→ **ФРАГМЕНТ ДОКУМЕНТА**
§ §
Вспоминая Рауля Руиса (1941-2011)

Дмитрий Волчек: В самом конце 70-х годов Рауль Руис, бежавший во Францию после военного переворота в Чили, сделал два фильма, вдохновленных книгами Пьера Клоссовски – ''Снятые обеты'' и ''Гипотеза похищенной картины''. До этого были другие ленты, и в Чили, и во Франции, но я всегда советую начинать знакомство с кинематографом Руиса именно с этих фильмов, сделанных с такой отвагой. Представьте себе: чилийский эмигрант с крестьянскими усами и акцентом приходит к семидесятилетнему автору ''Бафомета'' и объявляет, что хочет экранизировать его книги, которые во Франции понятны сотне ценителей. К счастью, Пьер Клоссовски догадался, что перед ним и великий режиссер, и великий читатель.

Фильмы Руиса полны слов, в них почти нет пауз: когда умолкает рассказчик, начинают говорить персонажи; зачастую это мешанина языков, привычная для апатрида, переплетение сюжетов бесчисленных книг, и мне очень нравится руисовская история о том, как он снял до середины фильм по повести Садека Хедаята ''Слепая сова'', но разлюбил сюжет, и вторую половину фильма снял по пьесе Тирсо де Молины. Одно из многих искусств, которым в совершенстве владел Рауль Руис – Ars Combinatoria, благородное искусство комбинаций. Разговор с кинокритиком Андреем Плаховым я начал с логоцентричности Руиса, с его увлеченности литературой.

Андрей Плахов: Да, безусловно, это так, но Руис в то же самое время — один из величайших кинематографических визионеров, изображение у него всегда настолько сильное, что, мне кажется, именно благодаря этому его фильмы выдерживают словесную нагрузку этого литературоцентризма, о котором вы сказали. Если бы не было изображения, вероятно, эти фильмы превратились бы в поток слов и идей, но визуально не производили бы такого колоссального впечатления. Не случайно он обращался и к творчеству художников, таких как Климт, которому посвятил биографическую картину, и вообще влияние живописи и живописных находок, как классических, так и современных, сильно ощущается в фильмах Руиса. Именно это сочетание — изображения и слова, живописи и литературы — в его фильмах и определяет его своеобразие и значительность как художника.

Дмитрий Волчек: Меня поразило, когда я разговаривал с Раулем Руисом несколько лет назад, его знание русской культуры, русской философии. Он совершенно свободно говорил о Флоренском, о Выготском. Не представляю, кто из русских режиссеров способен поддержать подобный разговор так вольно.

Андрей Плахов: Это только подтверждает, что Руис был одним из последних настоящих интеллектуалов, режиссеров, обладающих огромным культурным багажом, который проявлялся во всем и который придавал такую многомерность и масштабность его фильмам. Эти фильмы, с одной стороны, как будто очень субъективны, некоторые из них очень камерные и специфические, для широкой публики они не всегда понятны, они очень интеллектуальны, но именно этот культурный багаж и значительность того, что Руис представляет собой как личность, и то, что всегда ощущается за кадром и дополняет содержимое кадра, это, конечно, и создавало ту ауру, которую мы привыкли ощущать в его произведениях.
§ §
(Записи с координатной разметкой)
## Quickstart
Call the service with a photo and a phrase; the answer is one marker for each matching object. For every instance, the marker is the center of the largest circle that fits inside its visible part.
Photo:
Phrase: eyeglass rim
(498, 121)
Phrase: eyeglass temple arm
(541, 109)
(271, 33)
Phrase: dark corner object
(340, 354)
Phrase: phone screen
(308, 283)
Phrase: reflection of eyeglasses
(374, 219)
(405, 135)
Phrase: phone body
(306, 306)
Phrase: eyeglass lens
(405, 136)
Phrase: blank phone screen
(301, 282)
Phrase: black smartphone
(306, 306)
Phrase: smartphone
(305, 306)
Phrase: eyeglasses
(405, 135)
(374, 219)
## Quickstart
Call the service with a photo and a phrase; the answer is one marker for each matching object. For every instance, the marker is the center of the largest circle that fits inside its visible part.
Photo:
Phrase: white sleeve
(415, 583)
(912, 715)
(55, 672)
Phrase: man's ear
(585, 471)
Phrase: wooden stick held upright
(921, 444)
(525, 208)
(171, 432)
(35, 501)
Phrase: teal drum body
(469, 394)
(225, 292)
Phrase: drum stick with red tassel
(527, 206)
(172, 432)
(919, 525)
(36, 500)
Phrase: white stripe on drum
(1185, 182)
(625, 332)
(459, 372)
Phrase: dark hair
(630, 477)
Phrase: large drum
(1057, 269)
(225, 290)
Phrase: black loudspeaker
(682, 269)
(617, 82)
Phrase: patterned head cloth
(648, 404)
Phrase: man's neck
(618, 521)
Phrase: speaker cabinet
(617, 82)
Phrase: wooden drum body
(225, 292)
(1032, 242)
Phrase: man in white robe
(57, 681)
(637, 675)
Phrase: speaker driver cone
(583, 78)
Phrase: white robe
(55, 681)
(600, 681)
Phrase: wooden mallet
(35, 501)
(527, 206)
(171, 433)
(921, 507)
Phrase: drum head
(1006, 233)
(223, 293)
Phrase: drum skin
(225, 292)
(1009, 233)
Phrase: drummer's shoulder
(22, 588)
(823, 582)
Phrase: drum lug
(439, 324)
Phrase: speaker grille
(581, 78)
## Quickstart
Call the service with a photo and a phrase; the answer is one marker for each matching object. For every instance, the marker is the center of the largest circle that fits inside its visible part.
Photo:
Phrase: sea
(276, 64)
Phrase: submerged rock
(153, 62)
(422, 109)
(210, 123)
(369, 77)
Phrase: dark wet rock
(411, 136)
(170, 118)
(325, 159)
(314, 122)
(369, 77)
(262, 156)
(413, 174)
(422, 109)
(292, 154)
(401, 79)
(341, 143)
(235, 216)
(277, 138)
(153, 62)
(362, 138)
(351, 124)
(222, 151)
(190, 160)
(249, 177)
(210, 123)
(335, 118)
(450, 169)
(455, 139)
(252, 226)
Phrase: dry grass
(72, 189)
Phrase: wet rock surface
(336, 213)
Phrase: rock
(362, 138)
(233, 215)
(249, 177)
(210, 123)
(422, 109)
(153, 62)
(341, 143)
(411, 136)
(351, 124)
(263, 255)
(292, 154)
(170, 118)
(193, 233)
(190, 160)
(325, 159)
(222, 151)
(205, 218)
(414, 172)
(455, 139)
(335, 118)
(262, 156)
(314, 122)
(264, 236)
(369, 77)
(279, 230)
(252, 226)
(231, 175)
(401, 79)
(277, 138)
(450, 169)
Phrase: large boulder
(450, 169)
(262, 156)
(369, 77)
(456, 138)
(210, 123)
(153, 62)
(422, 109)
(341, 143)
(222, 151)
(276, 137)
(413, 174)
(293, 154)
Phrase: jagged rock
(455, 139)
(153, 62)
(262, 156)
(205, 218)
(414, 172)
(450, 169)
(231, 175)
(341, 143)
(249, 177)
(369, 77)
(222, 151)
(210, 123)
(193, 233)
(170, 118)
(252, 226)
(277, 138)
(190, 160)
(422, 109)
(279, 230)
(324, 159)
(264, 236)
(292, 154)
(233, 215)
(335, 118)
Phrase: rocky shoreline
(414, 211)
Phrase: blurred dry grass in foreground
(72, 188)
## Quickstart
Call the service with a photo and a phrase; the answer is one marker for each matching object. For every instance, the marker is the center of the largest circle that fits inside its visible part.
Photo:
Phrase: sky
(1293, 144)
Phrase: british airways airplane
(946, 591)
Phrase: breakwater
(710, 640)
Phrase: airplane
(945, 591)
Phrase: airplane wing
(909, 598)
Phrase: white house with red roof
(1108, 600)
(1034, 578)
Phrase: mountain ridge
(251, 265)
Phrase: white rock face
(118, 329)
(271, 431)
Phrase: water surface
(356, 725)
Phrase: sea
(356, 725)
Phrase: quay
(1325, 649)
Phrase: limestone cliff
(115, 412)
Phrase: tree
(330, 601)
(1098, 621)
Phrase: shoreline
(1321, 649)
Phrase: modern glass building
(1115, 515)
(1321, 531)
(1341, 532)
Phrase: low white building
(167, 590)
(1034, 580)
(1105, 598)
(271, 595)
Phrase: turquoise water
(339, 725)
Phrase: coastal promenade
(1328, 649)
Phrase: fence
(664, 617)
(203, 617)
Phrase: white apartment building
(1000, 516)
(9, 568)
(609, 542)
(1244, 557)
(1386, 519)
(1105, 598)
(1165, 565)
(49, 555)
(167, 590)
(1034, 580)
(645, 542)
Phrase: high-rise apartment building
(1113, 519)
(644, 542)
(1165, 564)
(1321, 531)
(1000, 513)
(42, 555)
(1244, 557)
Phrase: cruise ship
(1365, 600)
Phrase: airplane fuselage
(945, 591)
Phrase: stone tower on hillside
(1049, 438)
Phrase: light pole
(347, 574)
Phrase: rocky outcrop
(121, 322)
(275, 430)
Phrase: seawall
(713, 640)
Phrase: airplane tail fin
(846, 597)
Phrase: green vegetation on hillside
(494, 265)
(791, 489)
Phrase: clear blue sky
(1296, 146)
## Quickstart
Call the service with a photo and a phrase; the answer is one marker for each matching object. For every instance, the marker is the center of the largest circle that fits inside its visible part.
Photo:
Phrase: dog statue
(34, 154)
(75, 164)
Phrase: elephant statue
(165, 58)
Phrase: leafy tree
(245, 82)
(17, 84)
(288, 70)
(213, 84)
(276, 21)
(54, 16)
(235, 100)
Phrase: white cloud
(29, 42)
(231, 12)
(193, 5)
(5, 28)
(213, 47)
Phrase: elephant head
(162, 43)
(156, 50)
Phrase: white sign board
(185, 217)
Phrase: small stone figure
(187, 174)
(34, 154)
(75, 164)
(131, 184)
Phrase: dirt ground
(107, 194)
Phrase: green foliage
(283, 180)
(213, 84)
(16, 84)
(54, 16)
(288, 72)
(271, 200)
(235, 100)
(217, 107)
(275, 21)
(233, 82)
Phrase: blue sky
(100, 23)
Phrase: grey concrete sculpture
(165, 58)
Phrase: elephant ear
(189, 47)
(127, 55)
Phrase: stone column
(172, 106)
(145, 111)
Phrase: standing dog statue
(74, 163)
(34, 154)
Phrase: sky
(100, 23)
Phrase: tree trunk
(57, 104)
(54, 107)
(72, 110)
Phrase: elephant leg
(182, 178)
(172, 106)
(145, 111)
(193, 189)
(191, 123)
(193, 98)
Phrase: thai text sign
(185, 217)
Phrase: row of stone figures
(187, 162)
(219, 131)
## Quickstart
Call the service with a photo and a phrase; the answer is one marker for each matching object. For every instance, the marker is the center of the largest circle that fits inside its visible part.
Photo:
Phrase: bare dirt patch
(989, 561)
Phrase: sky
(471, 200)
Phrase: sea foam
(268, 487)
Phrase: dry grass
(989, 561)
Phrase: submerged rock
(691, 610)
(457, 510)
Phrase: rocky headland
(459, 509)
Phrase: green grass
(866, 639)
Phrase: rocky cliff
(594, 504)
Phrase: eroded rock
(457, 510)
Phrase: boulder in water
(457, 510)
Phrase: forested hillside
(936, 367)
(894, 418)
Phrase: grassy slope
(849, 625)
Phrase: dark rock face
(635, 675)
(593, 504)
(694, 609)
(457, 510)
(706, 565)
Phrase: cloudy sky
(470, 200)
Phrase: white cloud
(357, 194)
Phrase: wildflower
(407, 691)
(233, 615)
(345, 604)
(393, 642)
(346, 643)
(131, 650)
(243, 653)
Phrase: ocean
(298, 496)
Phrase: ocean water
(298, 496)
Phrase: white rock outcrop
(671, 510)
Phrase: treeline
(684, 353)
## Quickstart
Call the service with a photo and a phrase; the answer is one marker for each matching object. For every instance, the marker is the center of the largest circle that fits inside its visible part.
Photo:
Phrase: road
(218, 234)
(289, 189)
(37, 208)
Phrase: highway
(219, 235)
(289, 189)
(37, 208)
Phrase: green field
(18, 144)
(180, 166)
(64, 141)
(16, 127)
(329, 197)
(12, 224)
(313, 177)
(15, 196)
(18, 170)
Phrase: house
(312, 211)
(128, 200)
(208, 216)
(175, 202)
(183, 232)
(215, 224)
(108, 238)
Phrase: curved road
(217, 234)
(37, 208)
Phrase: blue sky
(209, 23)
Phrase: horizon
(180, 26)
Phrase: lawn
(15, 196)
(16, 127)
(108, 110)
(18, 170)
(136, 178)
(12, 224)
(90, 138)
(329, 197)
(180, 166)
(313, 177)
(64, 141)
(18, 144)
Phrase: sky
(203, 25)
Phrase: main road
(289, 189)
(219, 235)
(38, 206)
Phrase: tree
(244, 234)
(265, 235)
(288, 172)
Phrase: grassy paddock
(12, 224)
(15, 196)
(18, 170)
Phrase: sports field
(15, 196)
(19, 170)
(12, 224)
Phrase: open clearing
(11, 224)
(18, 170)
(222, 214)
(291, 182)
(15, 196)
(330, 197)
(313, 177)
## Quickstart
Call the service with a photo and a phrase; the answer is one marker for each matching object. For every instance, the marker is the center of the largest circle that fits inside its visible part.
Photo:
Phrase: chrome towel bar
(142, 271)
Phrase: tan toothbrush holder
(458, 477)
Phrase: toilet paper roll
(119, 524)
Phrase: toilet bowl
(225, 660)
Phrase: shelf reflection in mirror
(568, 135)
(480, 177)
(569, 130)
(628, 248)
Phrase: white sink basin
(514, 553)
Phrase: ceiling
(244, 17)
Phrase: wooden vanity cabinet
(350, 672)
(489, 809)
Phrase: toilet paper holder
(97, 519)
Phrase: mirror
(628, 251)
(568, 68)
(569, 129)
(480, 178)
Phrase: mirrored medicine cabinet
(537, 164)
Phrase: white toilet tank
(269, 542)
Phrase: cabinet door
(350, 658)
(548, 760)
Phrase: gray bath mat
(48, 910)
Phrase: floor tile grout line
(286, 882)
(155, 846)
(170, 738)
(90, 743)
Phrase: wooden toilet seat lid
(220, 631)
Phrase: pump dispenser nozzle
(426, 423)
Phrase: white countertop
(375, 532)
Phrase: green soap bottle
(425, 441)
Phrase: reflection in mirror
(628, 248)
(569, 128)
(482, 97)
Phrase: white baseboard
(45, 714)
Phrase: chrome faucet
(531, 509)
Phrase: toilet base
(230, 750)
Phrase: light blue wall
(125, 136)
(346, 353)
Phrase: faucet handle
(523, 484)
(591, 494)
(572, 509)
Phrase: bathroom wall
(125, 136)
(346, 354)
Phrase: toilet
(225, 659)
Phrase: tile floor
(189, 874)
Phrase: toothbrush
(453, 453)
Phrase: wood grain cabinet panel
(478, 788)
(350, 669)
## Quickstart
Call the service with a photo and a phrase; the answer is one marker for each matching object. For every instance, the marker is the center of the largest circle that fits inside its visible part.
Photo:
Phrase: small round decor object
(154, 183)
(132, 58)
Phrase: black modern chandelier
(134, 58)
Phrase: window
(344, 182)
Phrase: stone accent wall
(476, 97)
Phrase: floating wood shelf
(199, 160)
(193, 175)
§ §
→ **ЧТО НУЖНО СДЕЛАТЬ**
a) Выведите без изменений отрывок из текста о Рауле Руисе. Начните со слов "Дмитрий Волчек: В" и закончите словами "и великий читатель.".
b) Ответьте по тексту о Рауле Руисе на следующие вопросы:
(i) Какие два фильма Руис снял в конце 70-х годов по книгам Пьера Клоссовски?
(ii) Какому художнику Руис посвятил биографическую картину?
(iii) О каких деятелях русской культуры Руис свободно говорил в беседе с Дмитрием Волчеком?
c) Объясните по тексту о Рауле Руисе, почему, по мнению Андрея Плахова, фильмы Руиса выдерживают словесную нагрузку литературоцентризма.

→ **ОТВЕТЫ**
a)
Дмитрий Волчек: В самом конце 70-х годов Рауль Руис, бежавший во Францию после военного переворота в Чили, сделал два фильма, вдохновленных книгами Пьера Клоссовски – ''Снятые обеты'' и ''Гипотеза похищенной картины''. До этого были другие ленты, и в Чили, и во Франции, но я всегда советую начинать знакомство с кинематографом Руиса именно с этих фильмов, сделанных с такой отвагой. Представьте себе: чилийский эмигрант с крестьянскими усами и акцентом приходит к семидесятилетнему автору ''Бафомета'' и объявляет, что хочет экранизировать его книги, которые во Франции понятны сотне ценителей. К счастью, Пьер Клоссовски догадался, что перед ним и великий режиссер, и великий читатель.

b)
(i) «Снятые обеты» и «Гипотеза похищенной картины».
(ii) Климту.
(iii) О Флоренском и о Выготском.

c) По мнению Андрея Плахова, изображение в фильмах Руиса настолько сильное, что именно оно позволяет им выдерживать словесную нагрузку. Без изображения эти фильмы превратились бы в поток слов и идей и визуально не производили бы такого колоссального впечатления.